[Records of labeled boxes]
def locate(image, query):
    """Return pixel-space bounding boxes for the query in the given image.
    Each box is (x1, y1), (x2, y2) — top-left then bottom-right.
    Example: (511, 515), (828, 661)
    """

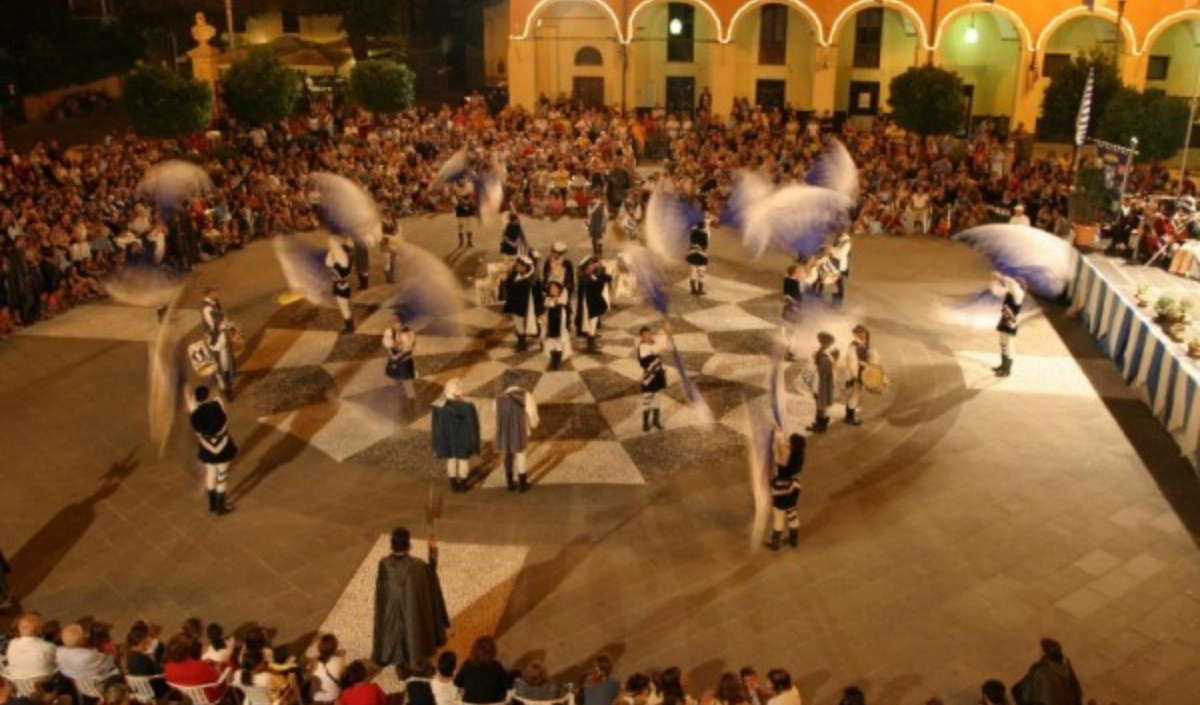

**The problem**
Reproduce every line of the material above verbatim, with no changes, and leave the picture out of your output.

**Full response**
def locate(image, query):
    """Return pixel-space bounding boxes for the query in the given image.
    Each box is (x1, y1), (x2, y2) — top-left then bottom-right.
    Example: (511, 515), (828, 661)
    """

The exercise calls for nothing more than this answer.